> **YOUR INSTRUCTIONS**
Rewrite the part of the listing that opens with the line containing "Task: place one keypoint per instance of the handbag" and runs through the end of the listing, requests included. Adjust every coordinate in the answers by adding -137.

-- start of DATA SHOWN --

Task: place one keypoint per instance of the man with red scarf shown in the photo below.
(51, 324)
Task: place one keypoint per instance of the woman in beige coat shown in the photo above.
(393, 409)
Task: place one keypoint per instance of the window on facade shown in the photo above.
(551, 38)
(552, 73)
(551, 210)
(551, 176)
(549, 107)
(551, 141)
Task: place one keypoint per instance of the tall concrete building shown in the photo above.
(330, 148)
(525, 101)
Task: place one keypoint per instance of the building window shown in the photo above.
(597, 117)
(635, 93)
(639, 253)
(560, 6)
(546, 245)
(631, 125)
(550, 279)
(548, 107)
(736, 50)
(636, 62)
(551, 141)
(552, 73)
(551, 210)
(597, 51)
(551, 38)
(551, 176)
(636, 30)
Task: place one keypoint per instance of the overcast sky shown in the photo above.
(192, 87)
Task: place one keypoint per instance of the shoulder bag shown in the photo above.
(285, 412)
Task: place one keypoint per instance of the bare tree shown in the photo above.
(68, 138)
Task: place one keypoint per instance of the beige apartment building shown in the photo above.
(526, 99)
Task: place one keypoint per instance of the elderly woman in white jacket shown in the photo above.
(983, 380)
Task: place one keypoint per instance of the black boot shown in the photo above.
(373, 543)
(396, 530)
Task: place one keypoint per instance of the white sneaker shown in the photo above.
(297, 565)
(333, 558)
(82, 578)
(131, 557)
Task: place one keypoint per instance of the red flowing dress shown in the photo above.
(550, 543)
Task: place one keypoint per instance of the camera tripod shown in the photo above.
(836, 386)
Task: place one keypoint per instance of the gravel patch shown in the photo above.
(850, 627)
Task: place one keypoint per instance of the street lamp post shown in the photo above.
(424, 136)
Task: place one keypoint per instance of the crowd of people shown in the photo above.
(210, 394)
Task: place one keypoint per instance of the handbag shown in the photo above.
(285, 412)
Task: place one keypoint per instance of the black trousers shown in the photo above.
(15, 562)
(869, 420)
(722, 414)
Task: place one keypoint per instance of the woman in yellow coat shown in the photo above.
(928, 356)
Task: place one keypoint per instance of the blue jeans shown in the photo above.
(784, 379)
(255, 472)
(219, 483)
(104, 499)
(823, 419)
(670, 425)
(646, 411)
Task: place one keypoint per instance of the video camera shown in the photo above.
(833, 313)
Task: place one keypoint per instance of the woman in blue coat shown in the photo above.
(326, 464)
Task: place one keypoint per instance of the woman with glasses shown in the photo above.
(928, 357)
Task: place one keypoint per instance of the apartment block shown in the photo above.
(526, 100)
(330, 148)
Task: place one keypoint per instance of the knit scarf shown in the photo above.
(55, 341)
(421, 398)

-- end of DATA SHOWN --

> **OUTPUT FOR THIS EXERCISE**
Task: place one keypoint per instance of the handbag shown in the photo above.
(148, 275)
Task: place one keypoint per instance of the black trousers shown in the photo above.
(-122, 425)
(732, 283)
(585, 277)
Task: place one keypoint per instance of the woman in yellow coat shown in the photo above.
(791, 219)
Task: place one keypoint per instance of the blue jeans shown in the photo above.
(647, 242)
(118, 335)
(82, 346)
(-33, 362)
(686, 282)
(533, 288)
(509, 274)
Task: place one keypoint per instance of the video camera shown in the photo above.
(696, 176)
Task: place one keypoint per instance of the woman in blue coat shown in the photo above.
(189, 327)
Task: place one keypoint per instance of the woman with glasses shown in the photo above.
(791, 220)
Task: place one keypoint per instance of the apartment block shown in the photo above.
(389, -37)
(193, 11)
Task: place one keypoint per instance of the knit scarf shown in the photo above.
(-82, 204)
(284, 261)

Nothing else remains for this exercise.